Task statement :: Translate this sentence from the home buying tips below into Spanish: "You don't want to take any big chances with your credit profile."

Buying a home can be a stressful and frustrating process, no matter if you're buying your first, second or third home. Get the most out of your money with these home buying tips:
Buying Secret #10: Keep your money where it is: it's not wise to make any huge purchases or move your money around three to six months before buying a new home. You don't want to take any big chances with your credit profile. Lenders need to see that you're reliable and they want a complete paper trail so that they can get you the best loan possible. If you open new credit cards, when you have too much debt or buy a lot of big-ticket items, you're going to have a hard time getting a loan.
Buying Secret #9: Get pre-approved for your home loan: there's a big difference between a buyer being pre-qualified and a buyer who has a pre-approved mortgage. Anybody can get a pre-qualified loan. Getting pre-approved means a lender has looked at all of your financial information and they've let you know how much you can afford and how much they will lend you. It also gives you the opportunity to shop around for the best deal and the best interest rates. Do your research. Learn about junk fees, processing fees or points and make sure there aren't any hidden costs in the loan.
Buying Secret #8: Avoid a border dispute: it's absolutely essential to get a survey done on your property so you know exactly what you're buying. Knowing precisely where your property lines are may save you from a potential dispute with your neighbours. Also, your property tax is likely based on how much property you have, so it is best to have an accurate map drawn up.

Excerpted data ::
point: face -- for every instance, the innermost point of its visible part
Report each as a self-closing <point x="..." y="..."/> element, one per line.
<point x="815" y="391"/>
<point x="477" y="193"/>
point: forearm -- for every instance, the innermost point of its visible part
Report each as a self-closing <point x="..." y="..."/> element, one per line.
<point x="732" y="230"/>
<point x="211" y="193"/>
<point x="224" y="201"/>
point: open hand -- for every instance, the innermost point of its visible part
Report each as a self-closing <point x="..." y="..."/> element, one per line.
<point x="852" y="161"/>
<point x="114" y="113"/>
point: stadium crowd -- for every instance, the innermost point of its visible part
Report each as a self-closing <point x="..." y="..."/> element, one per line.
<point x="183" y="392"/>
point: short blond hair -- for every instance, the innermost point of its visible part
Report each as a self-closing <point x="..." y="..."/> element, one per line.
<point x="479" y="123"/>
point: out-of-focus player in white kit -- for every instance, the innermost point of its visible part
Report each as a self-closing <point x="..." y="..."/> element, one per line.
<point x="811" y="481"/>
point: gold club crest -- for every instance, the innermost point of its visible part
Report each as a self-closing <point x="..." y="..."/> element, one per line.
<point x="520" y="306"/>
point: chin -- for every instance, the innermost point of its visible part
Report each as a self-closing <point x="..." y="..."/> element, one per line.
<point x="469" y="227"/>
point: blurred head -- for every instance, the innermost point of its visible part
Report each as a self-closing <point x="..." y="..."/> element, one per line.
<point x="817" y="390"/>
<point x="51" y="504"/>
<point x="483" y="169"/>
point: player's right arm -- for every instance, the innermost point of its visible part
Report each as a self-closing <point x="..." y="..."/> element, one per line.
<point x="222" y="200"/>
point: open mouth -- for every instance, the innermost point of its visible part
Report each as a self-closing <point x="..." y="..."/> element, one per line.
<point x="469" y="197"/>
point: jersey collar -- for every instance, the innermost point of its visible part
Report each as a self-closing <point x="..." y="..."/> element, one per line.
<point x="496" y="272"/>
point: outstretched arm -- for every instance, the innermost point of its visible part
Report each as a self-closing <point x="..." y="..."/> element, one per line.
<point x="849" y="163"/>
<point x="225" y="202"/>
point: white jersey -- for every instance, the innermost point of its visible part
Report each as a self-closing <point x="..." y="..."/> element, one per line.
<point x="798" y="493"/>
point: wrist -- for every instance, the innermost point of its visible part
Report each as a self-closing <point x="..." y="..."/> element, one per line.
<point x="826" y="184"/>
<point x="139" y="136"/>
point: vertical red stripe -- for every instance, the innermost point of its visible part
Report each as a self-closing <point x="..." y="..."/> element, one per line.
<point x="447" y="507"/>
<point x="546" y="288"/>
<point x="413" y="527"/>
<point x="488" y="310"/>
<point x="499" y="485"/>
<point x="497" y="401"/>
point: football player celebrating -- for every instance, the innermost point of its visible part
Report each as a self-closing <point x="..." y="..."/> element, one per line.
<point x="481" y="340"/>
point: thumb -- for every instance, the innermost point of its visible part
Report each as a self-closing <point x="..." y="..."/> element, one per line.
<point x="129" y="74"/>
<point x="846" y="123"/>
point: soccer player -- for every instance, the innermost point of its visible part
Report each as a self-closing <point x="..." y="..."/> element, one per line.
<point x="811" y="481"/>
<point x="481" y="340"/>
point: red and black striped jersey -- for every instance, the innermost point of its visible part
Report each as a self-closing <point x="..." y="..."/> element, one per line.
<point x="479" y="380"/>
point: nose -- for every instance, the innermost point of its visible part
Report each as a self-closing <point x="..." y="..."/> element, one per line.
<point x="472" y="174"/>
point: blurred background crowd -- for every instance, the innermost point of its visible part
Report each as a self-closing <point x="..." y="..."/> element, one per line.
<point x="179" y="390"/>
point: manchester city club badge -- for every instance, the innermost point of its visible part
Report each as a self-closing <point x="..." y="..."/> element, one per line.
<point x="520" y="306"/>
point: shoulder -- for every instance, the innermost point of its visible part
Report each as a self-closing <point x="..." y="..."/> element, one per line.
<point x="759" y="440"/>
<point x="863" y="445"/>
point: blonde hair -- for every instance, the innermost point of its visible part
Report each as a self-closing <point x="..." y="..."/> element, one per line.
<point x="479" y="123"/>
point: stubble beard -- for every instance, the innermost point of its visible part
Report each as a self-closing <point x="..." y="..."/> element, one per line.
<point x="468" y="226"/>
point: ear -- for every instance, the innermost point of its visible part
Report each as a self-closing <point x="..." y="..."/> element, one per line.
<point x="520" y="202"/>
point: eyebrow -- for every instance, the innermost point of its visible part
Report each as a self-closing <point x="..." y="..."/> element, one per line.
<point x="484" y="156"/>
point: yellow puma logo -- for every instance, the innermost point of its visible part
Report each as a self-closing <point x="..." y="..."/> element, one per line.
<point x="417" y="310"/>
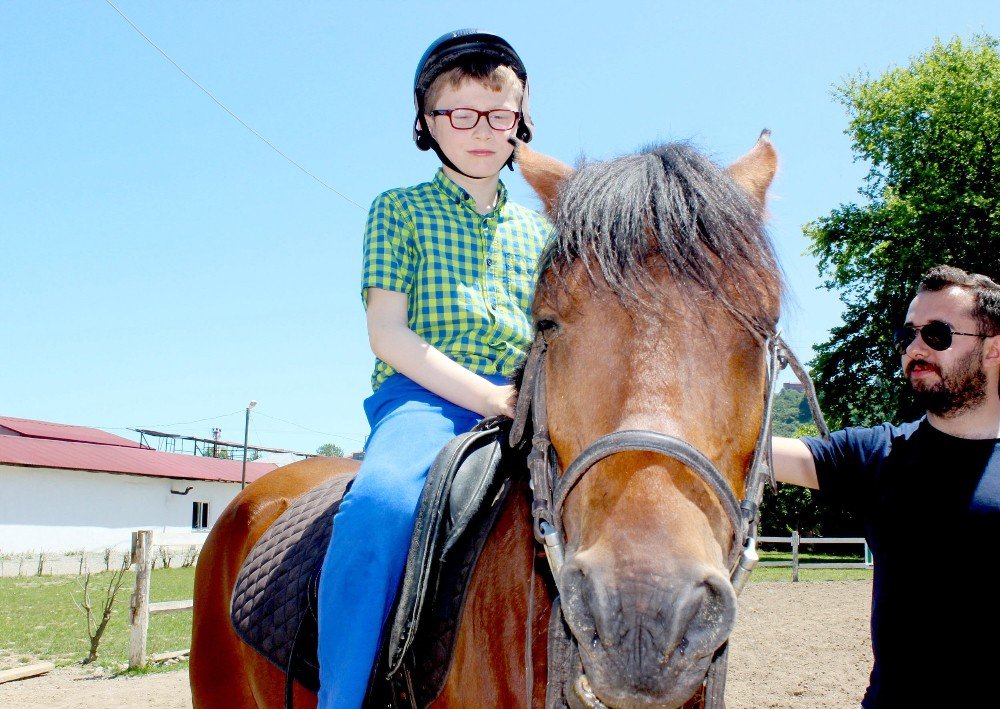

Written reply :: No quieres correr grandes riesgos con tu perfil crediticio.